**TEXT BLOCK:**

++++++

Garreau's most famous work is Edge City, where he argues that American urban life is undergoing its most major transformation since the Industrial Revolution. Garreau argues that the dominance of the central downtown is ostensibly over. Instead, people would rather live in "edge cities." Edge Cities are basically suburbs, only better. Rather than mere bedroom communities, these are suburbs where people work (due to the relocation of industry and major corporate offices outside of central business districts) *and* seek entertainment (quality movie theaters, restaurants, and bookstores are more and more common in these places). Ideally, the edge city is a unity - or series of units - that is pastoral, but still an engine of production and provides quality culture.

So far, none of this is really bad or wrong. Suburbs get a bad wrap. bredoteau may remember a discussion we had where I suggested that film portrayals of suburbs as inherently and always oppressive was banal. I stand by that still. I think people should be able to choose where they live, and I think that people do enjoy living in more "natural" environments. It's pretty; you can spread out and breathe. It's *good.* And, it can be done well - it seems possible to imagine people living in suburbs in "the country" that change, without wholly pillaging, the surrounding environment.

Further, Garreau is aware of this. He doesn't want cookie-cutter housing. He endorses Christopher Alexander's A Pattern Language, a fairly famous text that obd and daversion may know. Alexander argues for fairly pastoral living, within fairly dense "villages" built on a livable scale in an interesting manner. It sounds groovy. Garreau is always sensitive to having a diverse living space; a place with "soul." He wants something more from our cities than Starbucks. But he also wants us to look beyond standard grid patterns and dense apartment living.

++++++

**EXTRACTED INFORMATION:**
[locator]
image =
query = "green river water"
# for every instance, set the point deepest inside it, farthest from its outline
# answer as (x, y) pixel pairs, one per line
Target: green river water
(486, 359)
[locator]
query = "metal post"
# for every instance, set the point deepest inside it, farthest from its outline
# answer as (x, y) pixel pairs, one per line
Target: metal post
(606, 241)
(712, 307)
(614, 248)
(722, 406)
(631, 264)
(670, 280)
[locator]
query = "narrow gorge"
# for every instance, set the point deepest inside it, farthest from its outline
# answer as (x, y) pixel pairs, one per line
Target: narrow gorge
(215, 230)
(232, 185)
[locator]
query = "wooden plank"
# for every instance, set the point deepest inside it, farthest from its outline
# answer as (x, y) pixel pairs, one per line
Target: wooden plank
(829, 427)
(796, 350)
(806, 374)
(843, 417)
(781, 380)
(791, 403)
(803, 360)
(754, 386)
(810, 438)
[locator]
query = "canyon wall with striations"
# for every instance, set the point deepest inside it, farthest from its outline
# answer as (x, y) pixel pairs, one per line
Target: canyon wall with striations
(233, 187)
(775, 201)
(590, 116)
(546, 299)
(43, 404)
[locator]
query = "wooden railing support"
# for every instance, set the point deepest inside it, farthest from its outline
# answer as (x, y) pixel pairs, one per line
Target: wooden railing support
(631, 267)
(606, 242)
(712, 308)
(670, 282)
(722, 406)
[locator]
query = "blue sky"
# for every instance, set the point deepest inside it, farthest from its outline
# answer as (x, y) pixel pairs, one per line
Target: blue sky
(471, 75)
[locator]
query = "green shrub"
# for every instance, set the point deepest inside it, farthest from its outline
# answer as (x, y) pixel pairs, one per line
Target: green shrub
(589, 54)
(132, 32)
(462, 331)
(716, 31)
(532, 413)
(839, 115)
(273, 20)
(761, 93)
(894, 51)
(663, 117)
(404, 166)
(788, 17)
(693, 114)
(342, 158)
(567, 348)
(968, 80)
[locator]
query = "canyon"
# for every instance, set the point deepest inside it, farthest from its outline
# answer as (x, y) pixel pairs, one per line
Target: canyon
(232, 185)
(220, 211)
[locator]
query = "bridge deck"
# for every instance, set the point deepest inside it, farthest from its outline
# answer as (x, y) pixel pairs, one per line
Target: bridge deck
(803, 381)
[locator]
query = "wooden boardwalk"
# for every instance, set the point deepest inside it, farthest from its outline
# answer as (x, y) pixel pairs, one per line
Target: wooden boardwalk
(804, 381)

++++++

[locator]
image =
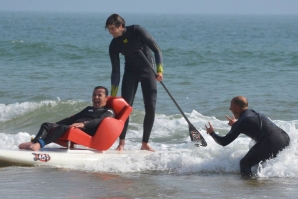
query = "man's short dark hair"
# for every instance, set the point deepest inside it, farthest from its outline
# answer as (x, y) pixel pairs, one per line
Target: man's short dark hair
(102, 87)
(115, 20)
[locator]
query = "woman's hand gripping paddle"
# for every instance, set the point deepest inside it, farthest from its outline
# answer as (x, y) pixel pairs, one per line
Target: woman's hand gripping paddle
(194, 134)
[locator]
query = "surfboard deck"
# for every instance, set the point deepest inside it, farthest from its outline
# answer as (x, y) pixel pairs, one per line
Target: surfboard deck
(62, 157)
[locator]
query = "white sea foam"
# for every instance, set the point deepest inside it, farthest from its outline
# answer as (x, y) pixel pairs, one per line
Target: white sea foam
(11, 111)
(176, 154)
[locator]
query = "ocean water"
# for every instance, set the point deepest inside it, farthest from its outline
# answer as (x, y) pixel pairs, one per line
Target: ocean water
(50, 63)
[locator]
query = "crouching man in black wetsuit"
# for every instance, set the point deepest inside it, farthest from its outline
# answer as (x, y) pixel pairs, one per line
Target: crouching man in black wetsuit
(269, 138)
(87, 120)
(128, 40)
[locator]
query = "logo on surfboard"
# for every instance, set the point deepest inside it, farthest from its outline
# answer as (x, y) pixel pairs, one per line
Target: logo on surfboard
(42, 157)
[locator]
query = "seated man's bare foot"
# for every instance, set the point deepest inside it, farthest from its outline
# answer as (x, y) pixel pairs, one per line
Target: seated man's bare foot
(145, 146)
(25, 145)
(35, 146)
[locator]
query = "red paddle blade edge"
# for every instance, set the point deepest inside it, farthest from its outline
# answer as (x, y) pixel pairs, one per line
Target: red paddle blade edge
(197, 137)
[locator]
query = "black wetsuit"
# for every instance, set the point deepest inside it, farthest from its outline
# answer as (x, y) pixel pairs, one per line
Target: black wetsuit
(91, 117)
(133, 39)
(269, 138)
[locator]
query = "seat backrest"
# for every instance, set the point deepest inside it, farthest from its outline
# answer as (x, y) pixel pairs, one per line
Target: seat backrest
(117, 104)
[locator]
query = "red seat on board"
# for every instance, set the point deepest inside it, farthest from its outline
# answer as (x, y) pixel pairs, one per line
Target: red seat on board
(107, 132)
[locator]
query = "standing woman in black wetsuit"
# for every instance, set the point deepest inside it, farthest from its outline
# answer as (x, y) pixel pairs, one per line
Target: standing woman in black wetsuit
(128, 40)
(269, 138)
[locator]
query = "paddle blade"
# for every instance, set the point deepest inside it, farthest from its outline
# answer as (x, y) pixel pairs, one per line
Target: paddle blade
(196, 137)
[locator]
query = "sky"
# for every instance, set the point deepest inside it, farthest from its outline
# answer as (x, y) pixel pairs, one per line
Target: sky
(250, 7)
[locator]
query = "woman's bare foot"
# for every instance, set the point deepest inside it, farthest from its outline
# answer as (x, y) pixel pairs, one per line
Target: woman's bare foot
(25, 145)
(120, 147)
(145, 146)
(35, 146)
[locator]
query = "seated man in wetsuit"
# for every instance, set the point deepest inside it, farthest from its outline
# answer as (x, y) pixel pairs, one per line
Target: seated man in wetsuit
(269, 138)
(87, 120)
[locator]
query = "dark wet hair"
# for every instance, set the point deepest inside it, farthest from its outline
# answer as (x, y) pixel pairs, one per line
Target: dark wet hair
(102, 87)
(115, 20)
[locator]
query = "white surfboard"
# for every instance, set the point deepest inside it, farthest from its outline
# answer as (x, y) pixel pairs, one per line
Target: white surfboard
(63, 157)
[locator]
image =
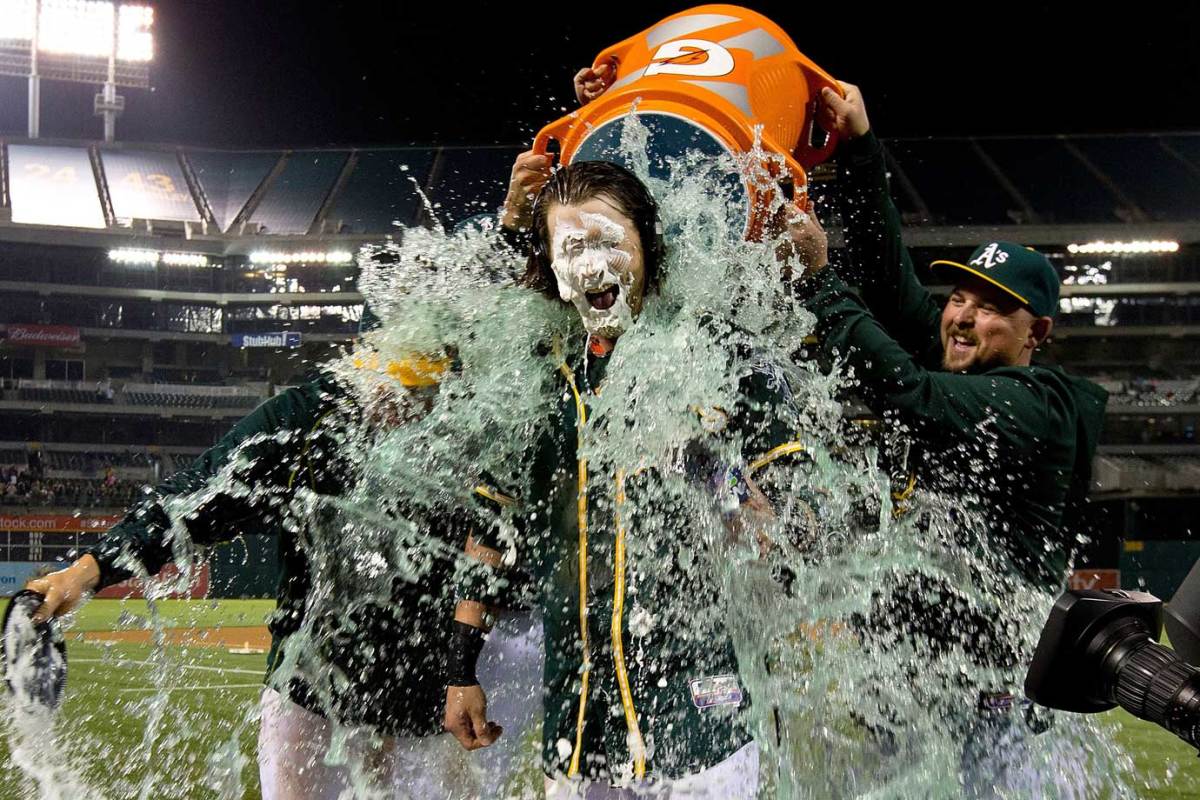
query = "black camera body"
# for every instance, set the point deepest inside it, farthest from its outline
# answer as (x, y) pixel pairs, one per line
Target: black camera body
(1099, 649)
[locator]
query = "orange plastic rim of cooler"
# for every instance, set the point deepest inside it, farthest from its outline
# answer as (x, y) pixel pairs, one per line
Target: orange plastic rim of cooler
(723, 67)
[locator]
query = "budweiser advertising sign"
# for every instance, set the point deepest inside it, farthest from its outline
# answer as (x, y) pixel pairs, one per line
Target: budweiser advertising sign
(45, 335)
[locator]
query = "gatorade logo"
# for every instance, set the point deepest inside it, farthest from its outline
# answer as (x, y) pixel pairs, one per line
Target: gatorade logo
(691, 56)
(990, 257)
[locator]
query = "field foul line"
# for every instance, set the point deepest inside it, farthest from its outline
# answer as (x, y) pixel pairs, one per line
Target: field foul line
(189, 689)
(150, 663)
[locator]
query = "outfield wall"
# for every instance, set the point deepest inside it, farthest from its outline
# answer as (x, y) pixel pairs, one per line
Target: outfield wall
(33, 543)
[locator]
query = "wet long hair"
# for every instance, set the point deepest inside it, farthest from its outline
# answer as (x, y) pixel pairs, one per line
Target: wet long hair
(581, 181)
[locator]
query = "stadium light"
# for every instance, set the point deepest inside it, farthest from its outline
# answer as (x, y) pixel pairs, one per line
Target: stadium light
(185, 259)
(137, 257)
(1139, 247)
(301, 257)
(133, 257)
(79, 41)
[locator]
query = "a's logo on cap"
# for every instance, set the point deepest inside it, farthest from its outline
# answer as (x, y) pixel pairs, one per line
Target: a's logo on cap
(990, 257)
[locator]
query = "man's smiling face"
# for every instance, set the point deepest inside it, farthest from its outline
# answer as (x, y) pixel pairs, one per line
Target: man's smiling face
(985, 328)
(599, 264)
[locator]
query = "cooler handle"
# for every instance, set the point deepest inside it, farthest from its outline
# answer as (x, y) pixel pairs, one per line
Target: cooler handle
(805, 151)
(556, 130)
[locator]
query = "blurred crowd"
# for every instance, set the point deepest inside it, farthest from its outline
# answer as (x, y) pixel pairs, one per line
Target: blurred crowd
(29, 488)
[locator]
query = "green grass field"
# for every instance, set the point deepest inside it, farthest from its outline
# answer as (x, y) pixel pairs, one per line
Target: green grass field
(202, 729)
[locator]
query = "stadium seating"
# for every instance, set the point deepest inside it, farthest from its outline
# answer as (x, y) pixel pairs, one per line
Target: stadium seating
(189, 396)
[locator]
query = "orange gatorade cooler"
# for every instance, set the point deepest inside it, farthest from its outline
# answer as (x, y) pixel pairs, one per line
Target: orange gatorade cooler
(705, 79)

++++++

**TASK DESCRIPTION:**
In the text about Edge City, which book by Christopher Alexander does Garreau endorse?

**SOLVED EXERCISE:**
A Pattern Language